[BEGIN]
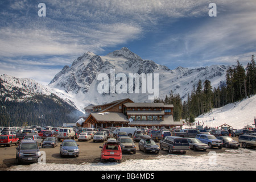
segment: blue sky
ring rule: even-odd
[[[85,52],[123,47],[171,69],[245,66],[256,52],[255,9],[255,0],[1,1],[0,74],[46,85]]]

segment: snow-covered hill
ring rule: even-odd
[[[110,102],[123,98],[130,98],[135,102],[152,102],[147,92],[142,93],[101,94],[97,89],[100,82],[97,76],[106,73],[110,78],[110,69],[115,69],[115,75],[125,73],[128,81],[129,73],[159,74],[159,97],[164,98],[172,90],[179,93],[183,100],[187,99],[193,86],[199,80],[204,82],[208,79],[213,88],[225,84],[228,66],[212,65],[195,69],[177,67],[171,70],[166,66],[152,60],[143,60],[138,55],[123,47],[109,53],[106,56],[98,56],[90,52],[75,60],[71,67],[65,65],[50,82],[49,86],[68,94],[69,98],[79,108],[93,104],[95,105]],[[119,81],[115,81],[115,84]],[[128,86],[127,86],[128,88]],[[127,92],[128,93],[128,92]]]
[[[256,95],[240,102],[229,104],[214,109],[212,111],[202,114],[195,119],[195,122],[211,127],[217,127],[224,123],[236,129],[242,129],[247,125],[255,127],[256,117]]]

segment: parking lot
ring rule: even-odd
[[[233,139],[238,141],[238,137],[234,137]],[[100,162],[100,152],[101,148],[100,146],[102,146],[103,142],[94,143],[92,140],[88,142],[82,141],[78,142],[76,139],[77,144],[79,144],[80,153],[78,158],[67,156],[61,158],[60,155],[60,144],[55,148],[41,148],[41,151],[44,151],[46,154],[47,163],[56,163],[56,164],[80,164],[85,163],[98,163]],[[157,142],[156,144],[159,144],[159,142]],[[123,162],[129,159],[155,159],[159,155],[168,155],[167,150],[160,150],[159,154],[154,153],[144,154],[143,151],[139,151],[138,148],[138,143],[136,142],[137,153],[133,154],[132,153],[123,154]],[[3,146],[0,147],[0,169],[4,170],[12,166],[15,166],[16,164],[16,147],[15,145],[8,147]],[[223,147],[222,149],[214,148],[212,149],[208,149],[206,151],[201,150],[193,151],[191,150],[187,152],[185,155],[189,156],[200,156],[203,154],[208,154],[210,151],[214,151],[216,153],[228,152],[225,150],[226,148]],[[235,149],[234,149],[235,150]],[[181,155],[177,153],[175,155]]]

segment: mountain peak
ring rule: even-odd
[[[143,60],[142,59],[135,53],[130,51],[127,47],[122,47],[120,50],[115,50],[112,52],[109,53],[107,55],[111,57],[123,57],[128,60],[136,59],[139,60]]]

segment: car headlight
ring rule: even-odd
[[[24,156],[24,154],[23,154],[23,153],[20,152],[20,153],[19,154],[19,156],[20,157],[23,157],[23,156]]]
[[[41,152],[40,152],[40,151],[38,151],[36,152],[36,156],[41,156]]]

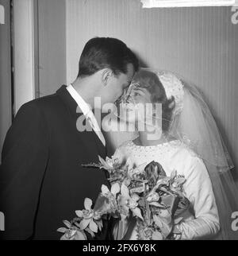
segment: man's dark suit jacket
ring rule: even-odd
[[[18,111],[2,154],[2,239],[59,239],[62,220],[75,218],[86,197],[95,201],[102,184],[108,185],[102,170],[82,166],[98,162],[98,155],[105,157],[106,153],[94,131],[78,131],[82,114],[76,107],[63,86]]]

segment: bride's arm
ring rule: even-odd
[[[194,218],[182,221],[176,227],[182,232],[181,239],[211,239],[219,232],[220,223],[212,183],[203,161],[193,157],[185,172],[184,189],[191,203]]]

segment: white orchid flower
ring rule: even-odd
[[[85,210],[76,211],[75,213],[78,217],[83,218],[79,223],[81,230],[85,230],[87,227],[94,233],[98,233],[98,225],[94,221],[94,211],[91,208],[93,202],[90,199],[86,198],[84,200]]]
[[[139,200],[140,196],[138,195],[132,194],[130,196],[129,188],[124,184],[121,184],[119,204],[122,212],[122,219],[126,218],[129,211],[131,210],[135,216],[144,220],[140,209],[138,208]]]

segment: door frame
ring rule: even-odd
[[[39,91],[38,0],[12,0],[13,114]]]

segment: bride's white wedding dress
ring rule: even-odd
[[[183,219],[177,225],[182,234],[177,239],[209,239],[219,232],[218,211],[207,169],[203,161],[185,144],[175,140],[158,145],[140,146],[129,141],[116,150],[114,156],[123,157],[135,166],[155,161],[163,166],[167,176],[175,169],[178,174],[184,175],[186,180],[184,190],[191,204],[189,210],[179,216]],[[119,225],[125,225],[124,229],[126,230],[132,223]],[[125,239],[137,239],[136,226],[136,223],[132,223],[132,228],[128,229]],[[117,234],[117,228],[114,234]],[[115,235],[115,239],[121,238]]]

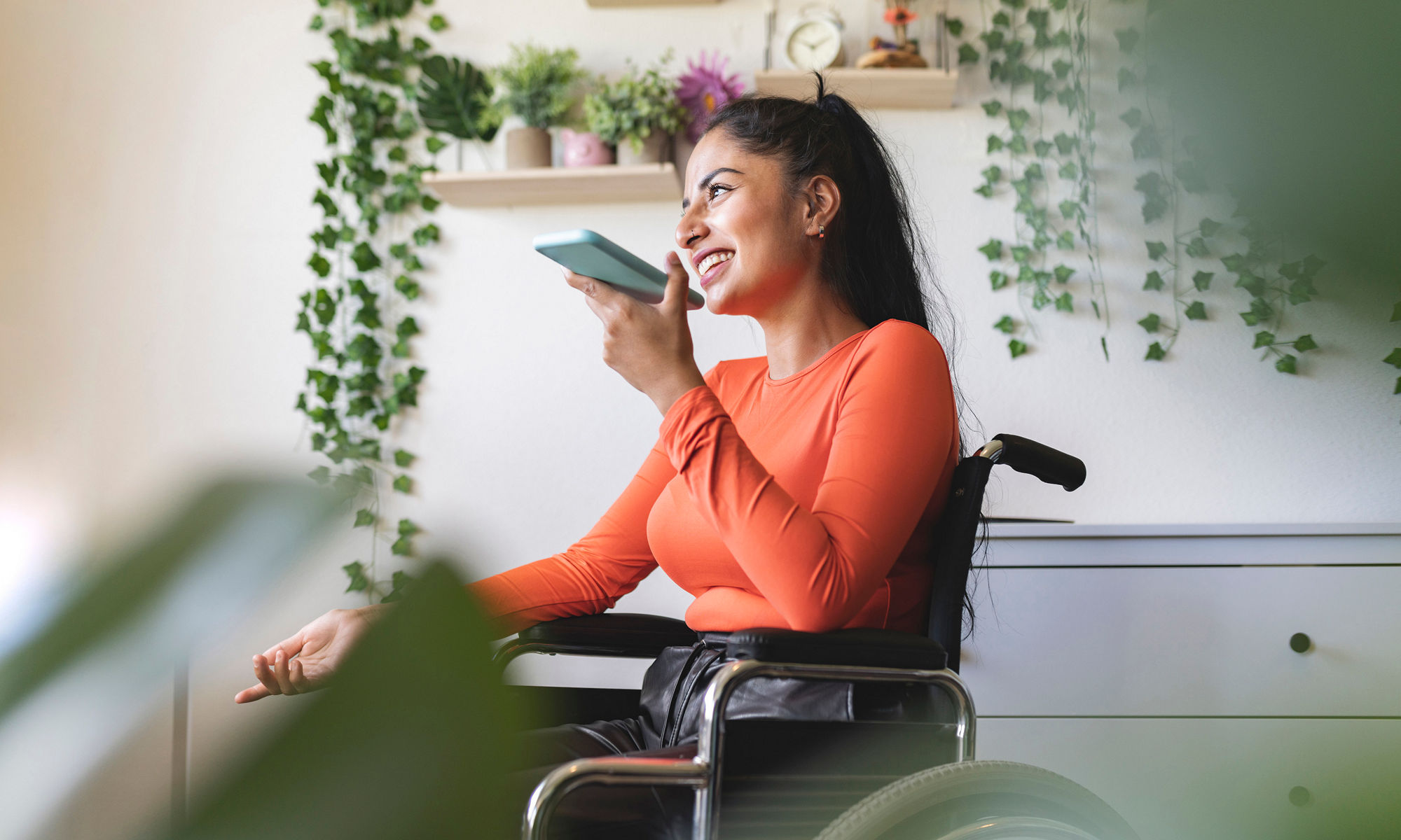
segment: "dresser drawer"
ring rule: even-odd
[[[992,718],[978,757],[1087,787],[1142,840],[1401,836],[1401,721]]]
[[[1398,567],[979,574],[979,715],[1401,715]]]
[END]
* **What you are asked to do**: Recast the part of the items above that opens with the line containing "segment: man's dark suit jacket" and closes with the line containing "[[[39,91],[38,0],[12,0],[13,114]]]" as a Markdown table with the columns Row and Line. Give each line its own numbered row and leave out blank lines.

* **Answer to the problem**:
| Row | Line |
|---|---|
| 1 | segment: man's dark suit jacket |
| 2 | ring rule: even-odd |
| 3 | [[[18,111],[2,154],[2,239],[59,239],[62,220],[75,218],[86,197],[95,201],[102,184],[108,185],[102,170],[82,166],[98,162],[98,155],[105,157],[106,153],[94,131],[78,131],[82,114],[76,107],[63,86]]] |
| 4 | segment: bride's arm |
| 5 | ring rule: even-odd |
| 6 | [[[194,218],[182,221],[176,227],[182,232],[181,239],[211,239],[219,232],[220,223],[212,183],[203,161],[193,157],[185,172],[184,189],[191,203]]] |
| 7 | segment: white orchid flower |
| 8 | ring rule: even-odd |
| 9 | [[[85,210],[76,211],[75,213],[78,217],[83,218],[79,223],[81,230],[85,230],[87,227],[94,233],[98,233],[98,225],[94,221],[94,211],[91,208],[93,202],[90,199],[86,198],[84,200]]] |
| 10 | [[[139,200],[140,196],[138,195],[132,194],[130,196],[129,188],[124,184],[121,184],[119,204],[122,212],[122,219],[126,218],[129,211],[131,210],[135,216],[144,220],[140,209],[138,208]]] |
| 11 | segment: door frame |
| 12 | ring rule: even-odd |
| 13 | [[[39,91],[38,0],[12,0],[13,114]]] |